Page extract
Updates from Freerk by emails:

  1. Freerk implemented a first version of Galaxy wrapper. It works and generates data, but Galaxy detects an error in the output. Freerk is working on the solutions.
  2. Freerk had a look at the Perl profiler. However he didn't test it yet due to the lack of Perl Proc library. He is consulting the local system administrator on this.
5 July

Action points:

  1. Frans will deliver the simulated dataset and the SAM parser by today. He is working on the manual at the moment.
  2. Freerk will send the Proc Installation error message to Leon.
  3. Freerk and Leon will look at the Galaxy wrapper output error on this Friday.
3 August

Agenda:

  1. Update on the evaluation wrapper: Integration, Perl profiler, test run with simulated dataset and dataset from Kai.
  2. Demo on August 20
  3. Holidays
  4. Simulated dataset script in collaboration with Kai.

Discussion points:

  1. Leon made an update in the Perl profiler to retrieve the correct process ID.

Dataset records
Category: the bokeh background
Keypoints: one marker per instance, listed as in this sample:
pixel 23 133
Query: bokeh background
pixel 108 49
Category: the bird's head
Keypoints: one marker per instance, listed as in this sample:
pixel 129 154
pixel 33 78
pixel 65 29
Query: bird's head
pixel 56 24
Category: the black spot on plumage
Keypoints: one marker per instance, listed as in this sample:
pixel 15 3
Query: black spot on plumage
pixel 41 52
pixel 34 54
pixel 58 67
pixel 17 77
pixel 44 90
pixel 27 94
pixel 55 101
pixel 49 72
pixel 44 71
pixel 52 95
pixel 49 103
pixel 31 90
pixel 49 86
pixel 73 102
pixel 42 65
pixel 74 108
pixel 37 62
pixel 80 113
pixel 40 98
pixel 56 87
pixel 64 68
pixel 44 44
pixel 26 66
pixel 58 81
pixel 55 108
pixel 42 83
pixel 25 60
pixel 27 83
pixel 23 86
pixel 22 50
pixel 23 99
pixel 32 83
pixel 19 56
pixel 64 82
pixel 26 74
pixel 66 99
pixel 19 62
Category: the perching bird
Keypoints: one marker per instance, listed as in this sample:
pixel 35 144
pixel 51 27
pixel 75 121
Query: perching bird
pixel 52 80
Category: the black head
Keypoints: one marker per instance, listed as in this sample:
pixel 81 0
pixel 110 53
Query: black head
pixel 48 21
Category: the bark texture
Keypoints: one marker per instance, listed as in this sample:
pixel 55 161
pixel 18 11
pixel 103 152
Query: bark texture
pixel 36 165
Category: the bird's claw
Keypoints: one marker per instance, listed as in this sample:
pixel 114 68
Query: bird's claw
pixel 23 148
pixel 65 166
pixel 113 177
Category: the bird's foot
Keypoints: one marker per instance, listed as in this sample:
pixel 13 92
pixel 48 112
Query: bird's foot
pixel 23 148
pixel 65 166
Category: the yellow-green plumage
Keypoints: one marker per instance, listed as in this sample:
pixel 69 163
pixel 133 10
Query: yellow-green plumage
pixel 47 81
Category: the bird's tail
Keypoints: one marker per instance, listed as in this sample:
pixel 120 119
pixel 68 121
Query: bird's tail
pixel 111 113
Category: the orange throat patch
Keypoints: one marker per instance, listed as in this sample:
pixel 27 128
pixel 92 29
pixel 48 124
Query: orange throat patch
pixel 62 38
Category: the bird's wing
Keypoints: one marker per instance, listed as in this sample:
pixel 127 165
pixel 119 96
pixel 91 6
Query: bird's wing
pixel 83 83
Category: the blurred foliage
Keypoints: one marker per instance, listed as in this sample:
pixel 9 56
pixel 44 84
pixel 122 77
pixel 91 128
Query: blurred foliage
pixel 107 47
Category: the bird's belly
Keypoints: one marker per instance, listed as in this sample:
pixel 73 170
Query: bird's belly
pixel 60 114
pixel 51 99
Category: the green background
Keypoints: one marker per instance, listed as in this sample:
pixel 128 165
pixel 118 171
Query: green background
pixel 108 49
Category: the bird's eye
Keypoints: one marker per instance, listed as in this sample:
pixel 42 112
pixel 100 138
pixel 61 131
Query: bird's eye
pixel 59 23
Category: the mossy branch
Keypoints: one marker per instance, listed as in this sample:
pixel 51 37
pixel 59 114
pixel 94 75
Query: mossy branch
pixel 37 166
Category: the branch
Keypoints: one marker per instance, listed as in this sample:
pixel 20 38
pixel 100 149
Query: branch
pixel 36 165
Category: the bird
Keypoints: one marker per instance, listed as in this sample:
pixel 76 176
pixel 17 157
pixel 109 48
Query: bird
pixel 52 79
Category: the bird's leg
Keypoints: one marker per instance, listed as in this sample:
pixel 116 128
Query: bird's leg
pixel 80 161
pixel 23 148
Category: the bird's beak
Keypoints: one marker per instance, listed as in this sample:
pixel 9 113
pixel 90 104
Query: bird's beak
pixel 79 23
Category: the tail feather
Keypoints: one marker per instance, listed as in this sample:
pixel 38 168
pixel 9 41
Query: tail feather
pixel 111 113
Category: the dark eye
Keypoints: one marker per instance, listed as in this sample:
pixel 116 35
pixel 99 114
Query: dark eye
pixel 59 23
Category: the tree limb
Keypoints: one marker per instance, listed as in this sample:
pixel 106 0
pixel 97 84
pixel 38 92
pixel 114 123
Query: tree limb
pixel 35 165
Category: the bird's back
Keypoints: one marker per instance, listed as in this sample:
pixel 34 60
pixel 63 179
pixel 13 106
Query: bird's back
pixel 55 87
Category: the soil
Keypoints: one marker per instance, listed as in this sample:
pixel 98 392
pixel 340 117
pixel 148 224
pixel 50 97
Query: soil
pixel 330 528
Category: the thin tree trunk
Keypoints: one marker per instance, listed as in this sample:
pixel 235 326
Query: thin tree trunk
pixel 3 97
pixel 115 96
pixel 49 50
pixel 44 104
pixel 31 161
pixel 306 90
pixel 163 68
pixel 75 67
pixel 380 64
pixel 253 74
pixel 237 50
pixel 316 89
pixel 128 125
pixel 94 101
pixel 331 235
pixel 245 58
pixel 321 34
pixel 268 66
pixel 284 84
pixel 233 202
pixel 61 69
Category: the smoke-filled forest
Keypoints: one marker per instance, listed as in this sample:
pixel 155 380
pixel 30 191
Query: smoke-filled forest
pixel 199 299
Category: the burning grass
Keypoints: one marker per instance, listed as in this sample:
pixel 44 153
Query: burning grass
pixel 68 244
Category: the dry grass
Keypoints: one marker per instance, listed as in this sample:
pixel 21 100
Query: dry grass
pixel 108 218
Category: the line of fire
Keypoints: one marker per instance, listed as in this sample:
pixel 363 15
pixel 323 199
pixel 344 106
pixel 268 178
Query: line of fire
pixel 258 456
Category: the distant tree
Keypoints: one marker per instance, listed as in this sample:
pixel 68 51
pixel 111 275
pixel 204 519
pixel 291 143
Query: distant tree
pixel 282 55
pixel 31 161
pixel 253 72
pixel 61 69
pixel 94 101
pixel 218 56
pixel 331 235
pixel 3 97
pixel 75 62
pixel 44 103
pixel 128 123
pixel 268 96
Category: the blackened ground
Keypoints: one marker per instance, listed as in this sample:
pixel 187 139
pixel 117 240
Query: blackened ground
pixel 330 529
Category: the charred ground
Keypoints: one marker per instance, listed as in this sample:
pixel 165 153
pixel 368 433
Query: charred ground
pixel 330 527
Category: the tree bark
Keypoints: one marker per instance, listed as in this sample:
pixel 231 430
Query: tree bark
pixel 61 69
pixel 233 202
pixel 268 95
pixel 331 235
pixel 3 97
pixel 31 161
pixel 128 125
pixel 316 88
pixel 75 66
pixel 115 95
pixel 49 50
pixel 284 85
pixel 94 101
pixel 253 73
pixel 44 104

Aim of the task
In the meeting notes, what kept Freerk from testing the Perl profiler? Draw only on the meeting notes, not on the records.

Result for this exercise
The lack of the Perl Proc library.